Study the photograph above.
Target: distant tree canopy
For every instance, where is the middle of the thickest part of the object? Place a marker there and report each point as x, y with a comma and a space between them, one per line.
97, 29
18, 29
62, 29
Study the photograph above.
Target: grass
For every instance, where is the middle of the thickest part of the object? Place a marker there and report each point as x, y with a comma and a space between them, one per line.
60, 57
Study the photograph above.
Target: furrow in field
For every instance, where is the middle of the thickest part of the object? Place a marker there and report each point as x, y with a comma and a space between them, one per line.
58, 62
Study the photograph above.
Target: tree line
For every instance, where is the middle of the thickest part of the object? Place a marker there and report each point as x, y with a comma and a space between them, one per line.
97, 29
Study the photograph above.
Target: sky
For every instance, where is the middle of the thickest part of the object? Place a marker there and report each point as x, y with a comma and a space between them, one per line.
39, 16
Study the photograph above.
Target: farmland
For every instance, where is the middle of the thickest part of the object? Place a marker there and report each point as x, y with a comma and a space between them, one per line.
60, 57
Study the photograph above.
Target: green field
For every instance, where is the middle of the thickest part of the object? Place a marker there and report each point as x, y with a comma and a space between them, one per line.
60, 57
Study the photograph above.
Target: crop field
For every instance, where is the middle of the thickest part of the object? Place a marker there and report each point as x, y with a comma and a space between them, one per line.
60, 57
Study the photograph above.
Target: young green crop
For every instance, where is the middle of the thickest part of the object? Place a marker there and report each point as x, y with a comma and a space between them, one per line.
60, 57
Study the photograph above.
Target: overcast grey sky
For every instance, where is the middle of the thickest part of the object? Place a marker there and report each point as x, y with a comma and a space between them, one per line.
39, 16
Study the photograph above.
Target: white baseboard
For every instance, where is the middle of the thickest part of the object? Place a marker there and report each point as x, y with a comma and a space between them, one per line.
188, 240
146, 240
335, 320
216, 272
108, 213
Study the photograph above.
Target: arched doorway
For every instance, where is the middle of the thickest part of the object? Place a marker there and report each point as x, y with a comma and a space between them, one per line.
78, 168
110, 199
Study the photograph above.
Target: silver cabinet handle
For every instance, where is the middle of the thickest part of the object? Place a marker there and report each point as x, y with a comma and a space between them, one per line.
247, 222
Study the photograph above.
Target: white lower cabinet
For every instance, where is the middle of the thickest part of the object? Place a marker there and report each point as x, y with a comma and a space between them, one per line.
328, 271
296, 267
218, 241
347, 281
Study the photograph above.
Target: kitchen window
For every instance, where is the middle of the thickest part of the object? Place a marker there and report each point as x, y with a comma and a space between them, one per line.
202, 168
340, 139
☆ ☆ ☆ ☆
GIVEN TASK = Which lines above contain the word "green"? Gather every one of them and copy each out in full.

WORKED ANSWER =
Target: green field
Target: young green crop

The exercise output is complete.